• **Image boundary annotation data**

────

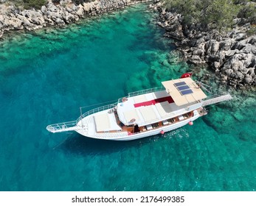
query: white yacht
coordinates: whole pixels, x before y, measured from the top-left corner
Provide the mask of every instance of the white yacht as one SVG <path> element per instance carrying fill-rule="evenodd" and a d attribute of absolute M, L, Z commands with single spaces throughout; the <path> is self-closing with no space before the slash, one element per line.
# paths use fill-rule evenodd
<path fill-rule="evenodd" d="M 207 114 L 205 106 L 232 99 L 229 94 L 207 98 L 190 74 L 181 77 L 162 82 L 160 88 L 130 93 L 115 104 L 81 112 L 76 121 L 46 129 L 53 133 L 76 131 L 92 138 L 131 141 L 192 125 Z"/>

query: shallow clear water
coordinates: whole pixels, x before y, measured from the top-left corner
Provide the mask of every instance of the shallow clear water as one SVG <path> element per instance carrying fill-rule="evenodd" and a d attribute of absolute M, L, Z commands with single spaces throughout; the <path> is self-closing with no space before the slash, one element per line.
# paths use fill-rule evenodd
<path fill-rule="evenodd" d="M 190 70 L 144 4 L 0 42 L 1 191 L 255 191 L 255 96 L 193 127 L 130 142 L 52 134 L 79 107 Z"/>

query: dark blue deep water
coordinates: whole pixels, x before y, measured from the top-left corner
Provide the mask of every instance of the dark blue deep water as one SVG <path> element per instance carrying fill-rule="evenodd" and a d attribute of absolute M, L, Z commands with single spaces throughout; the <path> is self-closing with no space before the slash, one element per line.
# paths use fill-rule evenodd
<path fill-rule="evenodd" d="M 180 62 L 146 5 L 0 42 L 0 191 L 255 191 L 253 92 L 164 135 L 130 142 L 52 134 L 79 107 L 160 86 Z"/>

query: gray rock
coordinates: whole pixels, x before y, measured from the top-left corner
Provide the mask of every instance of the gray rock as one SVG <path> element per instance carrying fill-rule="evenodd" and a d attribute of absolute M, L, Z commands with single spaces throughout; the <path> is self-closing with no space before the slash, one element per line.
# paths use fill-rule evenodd
<path fill-rule="evenodd" d="M 220 42 L 220 50 L 227 51 L 231 49 L 231 47 L 235 43 L 234 39 L 226 39 Z"/>
<path fill-rule="evenodd" d="M 243 79 L 243 82 L 246 85 L 250 85 L 253 82 L 253 79 L 251 76 L 246 75 L 246 77 Z"/>

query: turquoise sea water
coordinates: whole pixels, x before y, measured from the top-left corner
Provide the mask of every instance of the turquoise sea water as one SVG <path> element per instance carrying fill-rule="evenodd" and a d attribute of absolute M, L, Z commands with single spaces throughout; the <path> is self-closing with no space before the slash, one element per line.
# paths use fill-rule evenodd
<path fill-rule="evenodd" d="M 232 92 L 232 102 L 209 108 L 193 127 L 138 141 L 46 131 L 75 120 L 80 106 L 191 69 L 154 15 L 139 4 L 0 42 L 0 191 L 256 189 L 253 92 Z"/>

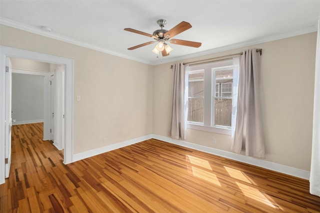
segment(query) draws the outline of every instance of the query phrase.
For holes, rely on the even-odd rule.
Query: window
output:
[[[232,59],[189,66],[188,128],[231,134],[238,64]]]

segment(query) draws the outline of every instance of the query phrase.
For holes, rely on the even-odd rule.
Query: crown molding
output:
[[[130,57],[128,55],[120,54],[118,52],[110,51],[108,49],[101,48],[100,47],[86,43],[79,40],[74,39],[67,36],[64,36],[52,32],[47,32],[44,31],[38,27],[30,26],[28,24],[25,24],[18,21],[10,20],[7,18],[0,17],[0,24],[6,26],[14,27],[22,30],[26,31],[33,33],[37,34],[44,36],[48,37],[54,39],[58,40],[66,43],[72,44],[76,45],[78,46],[82,46],[83,47],[88,48],[88,49],[93,49],[94,50],[98,51],[104,53],[110,54],[110,55],[115,55],[116,56],[121,57],[122,58],[126,58],[128,59],[132,60],[139,62],[143,63],[146,64],[152,65],[150,61],[144,60],[142,60],[140,58]]]
[[[110,51],[108,49],[101,48],[100,47],[92,45],[92,44],[86,43],[78,40],[74,39],[66,36],[64,36],[52,32],[46,32],[44,31],[37,27],[30,26],[28,24],[22,23],[20,22],[15,21],[12,20],[8,19],[2,17],[0,17],[0,24],[6,25],[6,26],[16,28],[28,32],[32,32],[35,34],[48,37],[50,38],[62,41],[93,49],[94,50],[98,51],[105,53],[110,54],[118,57],[121,57],[130,60],[138,61],[144,64],[156,65],[163,63],[170,63],[174,61],[186,60],[192,58],[199,56],[203,56],[211,54],[217,53],[224,51],[230,50],[238,48],[242,48],[246,46],[256,45],[262,43],[272,41],[276,40],[279,40],[282,38],[288,38],[290,37],[295,36],[297,35],[306,34],[310,32],[316,32],[318,30],[317,23],[314,22],[312,24],[310,24],[308,26],[297,27],[295,29],[292,29],[290,30],[280,32],[279,33],[274,35],[268,35],[266,36],[258,38],[249,41],[246,41],[243,42],[237,43],[229,45],[224,46],[222,47],[214,48],[213,49],[204,50],[195,53],[184,55],[182,56],[174,57],[172,58],[168,58],[162,60],[158,63],[154,63],[149,61],[142,60],[140,58],[136,57],[132,57],[128,56],[128,55],[120,54],[118,52]]]
[[[204,50],[198,52],[196,53],[183,55],[180,57],[176,57],[170,58],[166,60],[163,60],[161,63],[158,63],[158,65],[162,63],[170,63],[177,61],[180,61],[186,59],[190,59],[196,57],[203,56],[204,55],[210,55],[211,54],[218,53],[224,51],[231,50],[239,48],[243,48],[248,46],[260,44],[262,43],[272,41],[276,40],[280,40],[283,38],[288,38],[290,37],[296,36],[297,35],[302,35],[311,32],[316,32],[318,31],[318,24],[315,22],[313,24],[310,24],[308,26],[303,27],[296,28],[290,30],[283,31],[280,32],[276,34],[269,35],[262,37],[258,38],[256,39],[251,40],[250,41],[246,41],[242,42],[237,43],[229,45],[224,46],[222,47],[217,47],[210,49],[208,50]]]

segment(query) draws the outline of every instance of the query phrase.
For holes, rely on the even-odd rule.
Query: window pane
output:
[[[188,121],[204,122],[204,99],[188,98]]]
[[[203,97],[204,95],[204,82],[189,81],[188,96]]]
[[[189,74],[188,97],[202,97],[204,95],[204,73]]]
[[[216,71],[216,96],[232,97],[233,82],[233,69]],[[217,86],[219,85],[219,86]],[[216,88],[221,89],[220,94],[217,92]]]
[[[232,99],[214,99],[214,125],[231,126]]]

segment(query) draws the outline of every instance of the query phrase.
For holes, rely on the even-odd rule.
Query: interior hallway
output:
[[[320,213],[307,180],[154,139],[65,165],[42,129],[12,126],[2,213]]]

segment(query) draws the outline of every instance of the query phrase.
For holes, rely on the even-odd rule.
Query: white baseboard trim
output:
[[[36,123],[44,123],[44,119],[40,120],[32,120],[32,121],[16,121],[15,122],[12,122],[12,125],[18,125],[20,124],[34,124]]]
[[[133,139],[128,140],[128,141],[118,143],[116,144],[112,144],[111,145],[100,147],[98,148],[89,150],[88,151],[74,154],[72,156],[72,162],[74,162],[76,161],[84,159],[90,157],[100,155],[105,152],[109,152],[122,147],[124,147],[127,146],[136,144],[142,141],[146,141],[146,140],[148,140],[152,138],[153,136],[154,135],[152,134],[144,136],[134,138]]]
[[[234,160],[240,162],[245,163],[254,166],[256,166],[262,168],[268,169],[281,173],[302,178],[303,179],[309,180],[310,177],[310,172],[305,170],[296,169],[293,167],[266,161],[263,160],[248,157],[242,155],[240,155],[232,152],[220,150],[216,149],[207,147],[198,144],[192,144],[179,140],[174,139],[172,138],[162,136],[158,135],[153,135],[153,138],[160,140],[166,142],[170,143],[182,147],[193,149],[196,150],[200,151],[212,155],[218,155],[230,159]]]

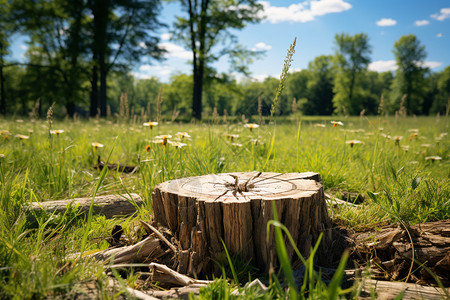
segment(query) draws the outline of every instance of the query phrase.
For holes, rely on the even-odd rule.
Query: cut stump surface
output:
[[[278,218],[304,256],[324,233],[318,259],[331,239],[331,222],[317,173],[223,173],[181,178],[157,185],[152,194],[155,221],[167,226],[184,251],[179,270],[200,274],[223,253],[262,269],[276,265],[273,234],[267,222]],[[273,230],[272,230],[273,231]],[[296,256],[287,242],[290,258]],[[183,252],[182,251],[182,252]]]

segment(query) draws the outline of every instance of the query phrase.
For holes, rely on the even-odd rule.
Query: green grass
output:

────

• **What to do**
Repeat the entries word for word, from the start of the entries through the line containing "207 114 L 205", and leave out the pictures.

• **Reply**
query: white yacht
coordinates: whole pixels, x before y, measured from the top-left corner
Provide the mask of every instance of the white yacht as one SVG <path> element per instance carrying fill-rule="evenodd" and a d attribute of absolute M, L, Z commands with single spaces throughout; the <path> is self-closing with no space before the slash, one element per line.
# paths use fill-rule evenodd
<path fill-rule="evenodd" d="M 207 114 L 205 106 L 232 99 L 229 94 L 207 98 L 190 74 L 181 77 L 162 82 L 160 88 L 130 93 L 115 104 L 81 112 L 76 121 L 46 129 L 53 133 L 76 131 L 92 138 L 131 141 L 192 125 Z"/>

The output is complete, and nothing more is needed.